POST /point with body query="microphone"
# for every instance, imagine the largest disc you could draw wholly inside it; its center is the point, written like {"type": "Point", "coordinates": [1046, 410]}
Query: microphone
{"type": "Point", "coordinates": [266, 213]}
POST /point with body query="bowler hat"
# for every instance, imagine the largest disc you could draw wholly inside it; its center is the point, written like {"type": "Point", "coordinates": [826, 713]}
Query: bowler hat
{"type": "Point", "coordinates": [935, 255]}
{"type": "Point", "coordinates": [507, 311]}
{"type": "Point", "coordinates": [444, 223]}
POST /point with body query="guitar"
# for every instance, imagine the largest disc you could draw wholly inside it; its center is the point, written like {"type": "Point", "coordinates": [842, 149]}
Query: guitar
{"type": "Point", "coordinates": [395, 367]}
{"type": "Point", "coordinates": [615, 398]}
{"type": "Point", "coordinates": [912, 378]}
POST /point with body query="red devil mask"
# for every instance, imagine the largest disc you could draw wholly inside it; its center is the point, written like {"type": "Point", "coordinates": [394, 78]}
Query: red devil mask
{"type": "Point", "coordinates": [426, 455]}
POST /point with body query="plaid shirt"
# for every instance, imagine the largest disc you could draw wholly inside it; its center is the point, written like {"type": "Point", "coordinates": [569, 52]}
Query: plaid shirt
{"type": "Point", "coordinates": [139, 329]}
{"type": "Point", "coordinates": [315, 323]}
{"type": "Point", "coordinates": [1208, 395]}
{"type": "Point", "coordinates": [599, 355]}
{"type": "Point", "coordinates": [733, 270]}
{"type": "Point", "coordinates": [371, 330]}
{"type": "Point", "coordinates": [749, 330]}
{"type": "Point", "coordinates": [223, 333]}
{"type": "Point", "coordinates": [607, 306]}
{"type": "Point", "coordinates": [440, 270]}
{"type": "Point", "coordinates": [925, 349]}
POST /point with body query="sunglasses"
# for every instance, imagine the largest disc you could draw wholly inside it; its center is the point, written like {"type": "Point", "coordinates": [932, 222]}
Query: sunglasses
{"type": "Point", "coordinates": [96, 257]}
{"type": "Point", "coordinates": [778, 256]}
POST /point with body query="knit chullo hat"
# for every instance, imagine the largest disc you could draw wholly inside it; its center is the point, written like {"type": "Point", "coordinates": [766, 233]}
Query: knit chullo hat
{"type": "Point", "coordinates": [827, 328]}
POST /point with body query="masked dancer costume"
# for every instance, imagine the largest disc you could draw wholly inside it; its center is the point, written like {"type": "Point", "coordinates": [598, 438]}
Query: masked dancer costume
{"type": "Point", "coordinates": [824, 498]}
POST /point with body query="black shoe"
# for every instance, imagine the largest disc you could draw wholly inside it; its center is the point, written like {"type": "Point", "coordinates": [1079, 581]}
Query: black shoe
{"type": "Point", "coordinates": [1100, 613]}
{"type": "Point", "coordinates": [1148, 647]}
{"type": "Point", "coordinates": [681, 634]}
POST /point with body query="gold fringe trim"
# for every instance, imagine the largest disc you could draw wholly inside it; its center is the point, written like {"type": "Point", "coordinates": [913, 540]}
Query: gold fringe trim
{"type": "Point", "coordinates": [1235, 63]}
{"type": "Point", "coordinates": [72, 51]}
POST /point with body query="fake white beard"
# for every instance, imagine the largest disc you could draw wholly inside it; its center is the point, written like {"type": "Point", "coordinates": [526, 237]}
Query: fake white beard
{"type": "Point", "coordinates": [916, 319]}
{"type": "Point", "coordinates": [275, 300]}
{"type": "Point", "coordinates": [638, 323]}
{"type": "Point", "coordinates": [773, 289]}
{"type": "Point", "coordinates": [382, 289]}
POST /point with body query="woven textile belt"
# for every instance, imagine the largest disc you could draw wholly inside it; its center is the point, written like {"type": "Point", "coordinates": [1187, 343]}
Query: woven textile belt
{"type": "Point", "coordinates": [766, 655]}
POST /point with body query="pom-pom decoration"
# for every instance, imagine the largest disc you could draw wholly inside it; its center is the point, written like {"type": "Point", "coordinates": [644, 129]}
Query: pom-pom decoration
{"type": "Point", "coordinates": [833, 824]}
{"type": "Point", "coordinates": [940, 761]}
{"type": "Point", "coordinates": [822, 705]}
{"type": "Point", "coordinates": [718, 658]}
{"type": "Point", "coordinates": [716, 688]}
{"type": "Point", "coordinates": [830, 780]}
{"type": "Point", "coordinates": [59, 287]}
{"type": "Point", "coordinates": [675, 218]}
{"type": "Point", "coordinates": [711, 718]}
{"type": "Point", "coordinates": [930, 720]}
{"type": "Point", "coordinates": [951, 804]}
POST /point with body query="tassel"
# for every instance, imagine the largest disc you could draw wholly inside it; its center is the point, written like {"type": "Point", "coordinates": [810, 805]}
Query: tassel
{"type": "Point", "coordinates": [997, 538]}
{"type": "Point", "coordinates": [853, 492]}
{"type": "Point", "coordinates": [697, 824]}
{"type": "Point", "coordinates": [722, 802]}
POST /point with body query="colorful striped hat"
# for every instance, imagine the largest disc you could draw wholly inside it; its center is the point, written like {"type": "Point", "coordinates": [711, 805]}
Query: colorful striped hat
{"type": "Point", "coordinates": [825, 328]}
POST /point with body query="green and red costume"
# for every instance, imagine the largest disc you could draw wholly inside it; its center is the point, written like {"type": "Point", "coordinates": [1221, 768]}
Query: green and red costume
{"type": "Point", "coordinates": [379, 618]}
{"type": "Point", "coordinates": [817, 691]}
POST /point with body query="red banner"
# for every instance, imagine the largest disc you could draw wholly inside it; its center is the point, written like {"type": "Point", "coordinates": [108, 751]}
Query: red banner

#### Work to complete:
Each line of the material with the word "banner" in it should be listed.

#### Your solution:
POST /point with body query="red banner"
Query: red banner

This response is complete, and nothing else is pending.